• [YOUR INSTRUCTIONS] Make an exact copy of the listing, without images.

━━━━━━

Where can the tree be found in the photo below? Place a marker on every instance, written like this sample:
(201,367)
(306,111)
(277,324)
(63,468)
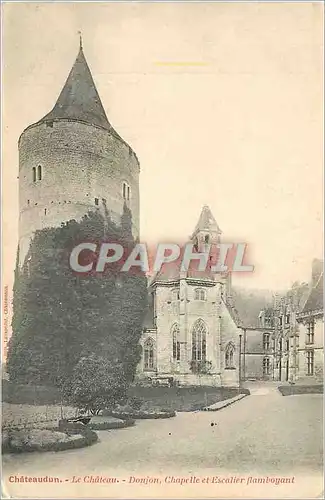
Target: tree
(96,384)
(61,318)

━━━━━━

• [RESULT]
Where can the tree be found in the photo below? Place a marker on every instance, written like this sample:
(201,367)
(306,111)
(277,324)
(63,468)
Target: tree
(96,384)
(61,318)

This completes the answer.